■ **Task inputs**:
** begin **

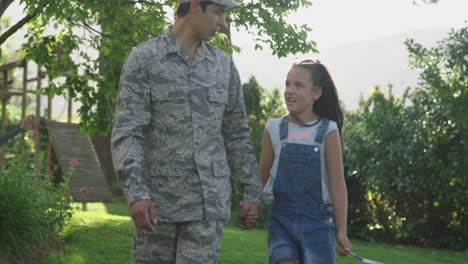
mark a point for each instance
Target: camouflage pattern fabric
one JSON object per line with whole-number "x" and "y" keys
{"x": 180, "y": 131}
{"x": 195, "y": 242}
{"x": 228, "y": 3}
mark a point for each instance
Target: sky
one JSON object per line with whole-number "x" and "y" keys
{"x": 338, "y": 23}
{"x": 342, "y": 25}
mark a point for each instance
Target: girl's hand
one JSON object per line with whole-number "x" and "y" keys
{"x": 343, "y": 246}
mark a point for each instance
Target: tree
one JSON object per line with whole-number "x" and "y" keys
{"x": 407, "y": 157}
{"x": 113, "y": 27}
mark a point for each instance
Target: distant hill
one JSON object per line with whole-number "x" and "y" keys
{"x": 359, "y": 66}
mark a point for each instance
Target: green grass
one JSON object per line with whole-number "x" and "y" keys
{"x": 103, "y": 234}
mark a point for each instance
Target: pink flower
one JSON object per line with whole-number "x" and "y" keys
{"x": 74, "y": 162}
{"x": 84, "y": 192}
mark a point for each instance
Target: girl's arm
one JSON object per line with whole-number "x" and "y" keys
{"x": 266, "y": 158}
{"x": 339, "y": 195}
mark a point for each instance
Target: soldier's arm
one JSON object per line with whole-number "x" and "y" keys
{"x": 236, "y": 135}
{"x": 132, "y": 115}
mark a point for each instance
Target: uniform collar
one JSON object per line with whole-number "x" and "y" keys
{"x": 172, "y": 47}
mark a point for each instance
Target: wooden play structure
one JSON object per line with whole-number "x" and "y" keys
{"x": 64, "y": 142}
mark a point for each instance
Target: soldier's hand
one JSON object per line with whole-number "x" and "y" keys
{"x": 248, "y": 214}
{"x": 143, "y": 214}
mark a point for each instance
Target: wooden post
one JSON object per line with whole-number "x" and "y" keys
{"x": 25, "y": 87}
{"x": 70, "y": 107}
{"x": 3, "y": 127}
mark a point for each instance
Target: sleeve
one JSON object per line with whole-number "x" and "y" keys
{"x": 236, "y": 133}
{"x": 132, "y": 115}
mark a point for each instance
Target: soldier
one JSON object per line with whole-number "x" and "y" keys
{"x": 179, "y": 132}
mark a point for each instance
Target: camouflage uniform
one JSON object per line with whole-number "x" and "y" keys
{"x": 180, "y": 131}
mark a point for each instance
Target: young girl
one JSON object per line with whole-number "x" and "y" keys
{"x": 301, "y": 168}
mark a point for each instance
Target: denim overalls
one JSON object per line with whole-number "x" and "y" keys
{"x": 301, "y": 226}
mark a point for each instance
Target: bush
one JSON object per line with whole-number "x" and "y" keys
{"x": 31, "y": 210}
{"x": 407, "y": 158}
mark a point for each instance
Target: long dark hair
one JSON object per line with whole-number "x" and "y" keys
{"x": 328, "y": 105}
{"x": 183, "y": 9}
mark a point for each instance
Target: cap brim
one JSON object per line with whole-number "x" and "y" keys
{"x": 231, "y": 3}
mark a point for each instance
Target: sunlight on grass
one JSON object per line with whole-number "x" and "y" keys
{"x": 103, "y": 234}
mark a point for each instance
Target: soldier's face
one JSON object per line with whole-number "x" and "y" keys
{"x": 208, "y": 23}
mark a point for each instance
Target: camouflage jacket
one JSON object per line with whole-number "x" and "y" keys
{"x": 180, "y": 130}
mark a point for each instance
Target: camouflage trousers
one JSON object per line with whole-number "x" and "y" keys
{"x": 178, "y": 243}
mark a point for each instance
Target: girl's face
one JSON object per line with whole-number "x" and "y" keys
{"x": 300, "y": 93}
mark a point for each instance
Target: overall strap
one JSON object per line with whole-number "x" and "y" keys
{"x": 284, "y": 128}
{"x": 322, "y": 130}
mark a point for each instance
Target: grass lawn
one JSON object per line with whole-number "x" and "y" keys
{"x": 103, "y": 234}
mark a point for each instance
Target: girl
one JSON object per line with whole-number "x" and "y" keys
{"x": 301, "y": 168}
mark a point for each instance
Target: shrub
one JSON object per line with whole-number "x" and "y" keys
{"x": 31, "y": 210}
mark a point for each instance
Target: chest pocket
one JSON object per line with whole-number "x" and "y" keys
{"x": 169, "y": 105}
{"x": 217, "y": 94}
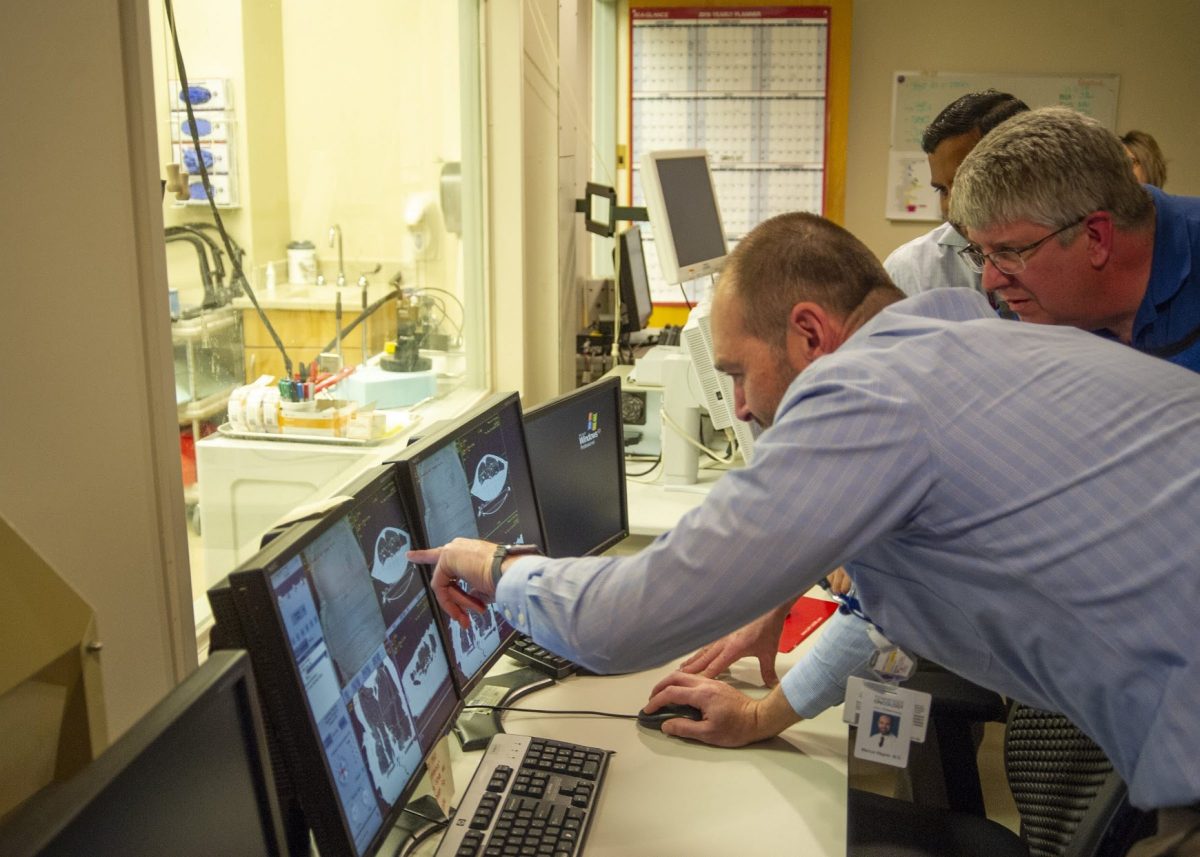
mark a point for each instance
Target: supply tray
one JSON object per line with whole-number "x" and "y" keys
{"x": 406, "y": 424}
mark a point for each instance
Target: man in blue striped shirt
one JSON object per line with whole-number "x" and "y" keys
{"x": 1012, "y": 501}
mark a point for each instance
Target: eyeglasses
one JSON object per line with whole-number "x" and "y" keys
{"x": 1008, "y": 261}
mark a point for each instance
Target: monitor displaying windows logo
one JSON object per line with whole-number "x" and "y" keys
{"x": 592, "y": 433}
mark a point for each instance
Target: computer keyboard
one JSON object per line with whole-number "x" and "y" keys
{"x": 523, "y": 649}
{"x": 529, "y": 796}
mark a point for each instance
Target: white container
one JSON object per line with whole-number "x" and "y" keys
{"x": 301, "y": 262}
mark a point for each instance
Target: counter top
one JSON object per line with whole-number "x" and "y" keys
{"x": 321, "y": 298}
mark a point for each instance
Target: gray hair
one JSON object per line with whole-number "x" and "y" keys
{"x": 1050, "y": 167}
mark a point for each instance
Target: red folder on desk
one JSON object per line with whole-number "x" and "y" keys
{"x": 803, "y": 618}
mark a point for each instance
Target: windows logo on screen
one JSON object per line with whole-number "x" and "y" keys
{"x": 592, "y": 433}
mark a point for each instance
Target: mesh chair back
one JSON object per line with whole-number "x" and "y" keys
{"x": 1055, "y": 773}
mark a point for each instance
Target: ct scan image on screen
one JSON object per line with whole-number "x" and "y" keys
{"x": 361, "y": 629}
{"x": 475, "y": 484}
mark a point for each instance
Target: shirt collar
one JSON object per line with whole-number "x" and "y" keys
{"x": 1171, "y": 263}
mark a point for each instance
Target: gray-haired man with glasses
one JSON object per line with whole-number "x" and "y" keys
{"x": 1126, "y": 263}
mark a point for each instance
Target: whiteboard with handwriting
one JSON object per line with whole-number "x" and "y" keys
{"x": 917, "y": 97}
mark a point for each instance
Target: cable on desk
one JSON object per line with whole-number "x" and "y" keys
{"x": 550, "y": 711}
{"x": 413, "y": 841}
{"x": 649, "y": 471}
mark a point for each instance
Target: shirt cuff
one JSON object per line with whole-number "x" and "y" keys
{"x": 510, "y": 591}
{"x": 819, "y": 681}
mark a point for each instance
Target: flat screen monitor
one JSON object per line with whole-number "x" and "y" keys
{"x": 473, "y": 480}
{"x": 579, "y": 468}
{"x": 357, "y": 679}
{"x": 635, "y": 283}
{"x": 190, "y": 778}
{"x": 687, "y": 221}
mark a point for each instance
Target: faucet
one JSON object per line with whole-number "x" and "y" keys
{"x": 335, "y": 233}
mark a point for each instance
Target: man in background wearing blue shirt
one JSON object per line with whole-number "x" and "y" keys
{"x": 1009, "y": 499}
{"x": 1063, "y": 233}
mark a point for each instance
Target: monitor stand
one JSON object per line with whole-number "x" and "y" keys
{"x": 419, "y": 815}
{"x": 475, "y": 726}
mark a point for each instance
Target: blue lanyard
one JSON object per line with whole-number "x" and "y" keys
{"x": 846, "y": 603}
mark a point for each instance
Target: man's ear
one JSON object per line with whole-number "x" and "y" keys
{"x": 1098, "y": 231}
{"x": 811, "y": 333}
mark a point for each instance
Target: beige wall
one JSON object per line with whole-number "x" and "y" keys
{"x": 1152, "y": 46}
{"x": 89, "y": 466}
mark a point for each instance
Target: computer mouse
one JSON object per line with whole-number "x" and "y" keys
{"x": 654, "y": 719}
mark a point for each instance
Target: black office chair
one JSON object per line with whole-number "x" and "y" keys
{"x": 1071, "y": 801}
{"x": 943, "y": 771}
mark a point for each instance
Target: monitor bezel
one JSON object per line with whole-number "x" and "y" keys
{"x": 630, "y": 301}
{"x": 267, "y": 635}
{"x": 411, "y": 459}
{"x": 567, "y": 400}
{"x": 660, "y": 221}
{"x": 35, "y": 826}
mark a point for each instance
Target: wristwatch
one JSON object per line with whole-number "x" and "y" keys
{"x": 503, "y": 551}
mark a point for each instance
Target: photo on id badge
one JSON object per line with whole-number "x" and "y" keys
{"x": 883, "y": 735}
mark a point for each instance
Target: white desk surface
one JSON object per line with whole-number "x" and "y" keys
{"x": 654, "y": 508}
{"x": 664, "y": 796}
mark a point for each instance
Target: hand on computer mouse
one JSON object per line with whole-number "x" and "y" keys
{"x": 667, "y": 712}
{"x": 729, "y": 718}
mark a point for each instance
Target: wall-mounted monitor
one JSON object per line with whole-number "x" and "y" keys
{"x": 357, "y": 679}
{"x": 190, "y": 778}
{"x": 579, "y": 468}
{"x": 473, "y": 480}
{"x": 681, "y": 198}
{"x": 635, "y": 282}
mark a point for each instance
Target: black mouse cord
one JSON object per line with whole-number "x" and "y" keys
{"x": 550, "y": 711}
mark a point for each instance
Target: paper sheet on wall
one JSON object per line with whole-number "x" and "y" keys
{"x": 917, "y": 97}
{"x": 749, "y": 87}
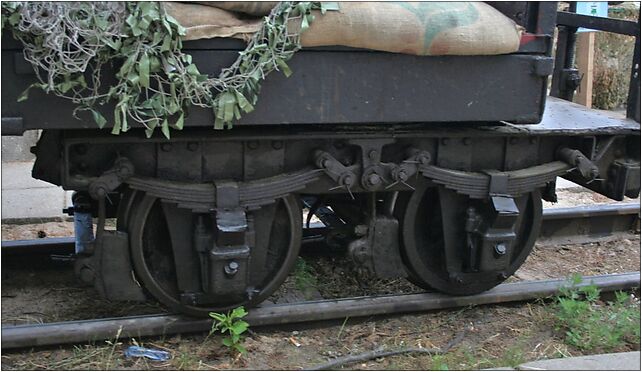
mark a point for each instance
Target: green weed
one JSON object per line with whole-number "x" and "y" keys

** end **

■ **Written task**: Please return every line of the records that contains the string "girl", treating case as significant.

■ **Exercise answer**:
Target: girl's hand
Target: girl's arm
Target: young girl
Target: girl's face
Target: girl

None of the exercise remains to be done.